→ **Data to process**
_____

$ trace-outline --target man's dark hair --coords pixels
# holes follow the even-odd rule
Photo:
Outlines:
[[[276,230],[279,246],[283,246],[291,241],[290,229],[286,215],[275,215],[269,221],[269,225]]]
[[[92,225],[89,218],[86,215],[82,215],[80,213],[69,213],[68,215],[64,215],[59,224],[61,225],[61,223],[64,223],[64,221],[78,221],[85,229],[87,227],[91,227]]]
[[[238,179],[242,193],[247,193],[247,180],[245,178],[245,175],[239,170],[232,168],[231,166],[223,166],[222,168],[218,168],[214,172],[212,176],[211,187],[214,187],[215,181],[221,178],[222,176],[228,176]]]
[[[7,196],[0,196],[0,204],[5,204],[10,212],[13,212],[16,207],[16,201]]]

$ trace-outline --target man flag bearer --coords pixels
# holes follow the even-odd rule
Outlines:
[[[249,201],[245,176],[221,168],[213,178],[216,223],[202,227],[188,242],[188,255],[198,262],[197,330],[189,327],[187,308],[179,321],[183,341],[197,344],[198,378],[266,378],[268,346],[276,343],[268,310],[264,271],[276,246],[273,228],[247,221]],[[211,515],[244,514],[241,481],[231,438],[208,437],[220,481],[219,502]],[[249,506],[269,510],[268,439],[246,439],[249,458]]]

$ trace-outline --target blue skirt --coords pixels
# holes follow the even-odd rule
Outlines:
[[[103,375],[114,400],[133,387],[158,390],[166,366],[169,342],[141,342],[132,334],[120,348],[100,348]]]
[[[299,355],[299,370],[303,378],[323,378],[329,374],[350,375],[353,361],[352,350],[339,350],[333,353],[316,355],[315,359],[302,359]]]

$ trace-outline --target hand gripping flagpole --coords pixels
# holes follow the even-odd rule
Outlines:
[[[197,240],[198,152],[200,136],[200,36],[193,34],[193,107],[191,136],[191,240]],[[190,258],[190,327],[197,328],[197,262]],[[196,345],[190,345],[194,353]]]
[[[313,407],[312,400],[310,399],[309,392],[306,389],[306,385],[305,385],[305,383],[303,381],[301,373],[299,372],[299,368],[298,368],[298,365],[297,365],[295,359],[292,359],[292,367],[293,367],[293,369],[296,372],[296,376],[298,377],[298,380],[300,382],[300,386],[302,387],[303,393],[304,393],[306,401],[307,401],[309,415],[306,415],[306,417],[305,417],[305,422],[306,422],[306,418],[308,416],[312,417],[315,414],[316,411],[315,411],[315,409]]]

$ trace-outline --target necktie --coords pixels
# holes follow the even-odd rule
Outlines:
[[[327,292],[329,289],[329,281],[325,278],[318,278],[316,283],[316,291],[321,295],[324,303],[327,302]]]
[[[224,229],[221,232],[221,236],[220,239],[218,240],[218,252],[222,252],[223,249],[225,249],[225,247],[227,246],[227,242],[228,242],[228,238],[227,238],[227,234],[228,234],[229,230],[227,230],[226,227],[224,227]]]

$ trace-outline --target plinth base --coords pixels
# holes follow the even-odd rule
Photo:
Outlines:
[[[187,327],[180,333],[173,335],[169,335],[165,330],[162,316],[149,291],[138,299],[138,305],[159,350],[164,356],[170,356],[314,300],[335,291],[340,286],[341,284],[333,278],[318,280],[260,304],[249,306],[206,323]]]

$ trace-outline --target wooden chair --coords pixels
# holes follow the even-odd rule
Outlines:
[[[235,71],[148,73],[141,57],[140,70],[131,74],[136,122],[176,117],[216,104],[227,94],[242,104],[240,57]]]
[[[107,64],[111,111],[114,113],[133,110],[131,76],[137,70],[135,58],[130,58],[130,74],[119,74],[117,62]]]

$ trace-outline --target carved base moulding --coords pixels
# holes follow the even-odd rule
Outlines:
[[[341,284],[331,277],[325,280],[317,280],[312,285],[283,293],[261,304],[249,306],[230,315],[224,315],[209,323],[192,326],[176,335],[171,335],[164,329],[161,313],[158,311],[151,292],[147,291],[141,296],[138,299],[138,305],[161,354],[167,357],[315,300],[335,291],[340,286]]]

_____

Each line of the data that has the string "trace" should be returned.

→ **Task answer**
$ trace-outline --target man's dark hair --coords pixels
$ trace-outline --target man flag bearer --coords pixels
$ trace-outline --target blue skirt --coords pixels
$ trace-outline --target hand gripping flagpole --coords pixels
$ trace-outline --target necktie --coords pixels
$ trace-outline --target plinth base --coords pixels
$ trace-outline --target wooden chair --coords pixels
$ trace-outline --target carved base moulding --coords pixels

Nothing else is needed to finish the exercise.